(TASK BRIEF): Can you reproduce each of the lines below word for word, without changing anything?

(GIVEN DATA):
---+---

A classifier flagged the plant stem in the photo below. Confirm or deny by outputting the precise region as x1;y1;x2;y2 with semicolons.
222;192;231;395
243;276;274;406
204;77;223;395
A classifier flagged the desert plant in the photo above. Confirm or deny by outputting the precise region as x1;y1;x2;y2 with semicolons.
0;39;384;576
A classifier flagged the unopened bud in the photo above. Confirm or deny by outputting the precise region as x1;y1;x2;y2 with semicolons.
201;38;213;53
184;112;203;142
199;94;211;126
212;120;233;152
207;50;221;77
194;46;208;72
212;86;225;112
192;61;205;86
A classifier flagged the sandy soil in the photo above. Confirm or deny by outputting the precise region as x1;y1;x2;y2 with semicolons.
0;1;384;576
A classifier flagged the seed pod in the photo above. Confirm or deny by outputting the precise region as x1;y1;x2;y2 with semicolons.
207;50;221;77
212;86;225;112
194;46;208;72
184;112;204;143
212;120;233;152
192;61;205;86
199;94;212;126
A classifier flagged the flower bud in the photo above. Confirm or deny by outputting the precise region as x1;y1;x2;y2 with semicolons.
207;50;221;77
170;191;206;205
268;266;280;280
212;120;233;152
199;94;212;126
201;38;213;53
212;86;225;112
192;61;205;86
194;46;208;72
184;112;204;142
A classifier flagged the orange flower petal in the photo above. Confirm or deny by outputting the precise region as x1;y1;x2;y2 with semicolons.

---+---

(RESPONSE):
A classifier flagged the plant stem in the photo below. Confirm or deny by outputting the precise region as x1;y1;x2;y2 with semicolons.
222;192;231;395
243;276;274;406
204;77;223;395
A classifier flagged the desert plant in the photo above. Confirm or deny by outputting the precise region as x1;y1;x2;y2 with semicolons.
0;39;384;576
A classifier flagged the unopened bud in the photo above. Confirm or deny by outputting the precise region as x1;y1;x2;y2 with semicolons.
201;38;213;53
184;112;203;142
199;94;211;126
212;120;233;152
207;50;221;77
194;46;208;72
212;86;225;112
192;61;205;86
A classifier flagged the sandy soil in the photo above. Confirm or deny by outputting the precise region as x1;y1;x2;y2 with semicolons.
0;1;384;576
A classifier flagged the seed pod in the photo above. Confirm or deny by outputting the precise region as x1;y1;x2;y2 with semicolons.
207;50;221;77
212;86;225;112
194;46;208;72
184;112;204;143
212;120;233;152
192;61;205;86
199;94;212;126
A classifier flagged the flower bud in the photo above. Confirm or deny by outputting the precise region as x1;y1;x2;y2 with semicolons.
207;50;221;77
170;191;206;205
268;266;280;280
212;120;233;152
199;94;212;126
201;38;213;53
212;86;225;112
192;61;205;86
194;46;208;72
184;112;204;142
A classifier flagged the orange flower petal in the photo above. Confirm or deny by outputting the precise region as x1;y1;x2;y2 with semicolons.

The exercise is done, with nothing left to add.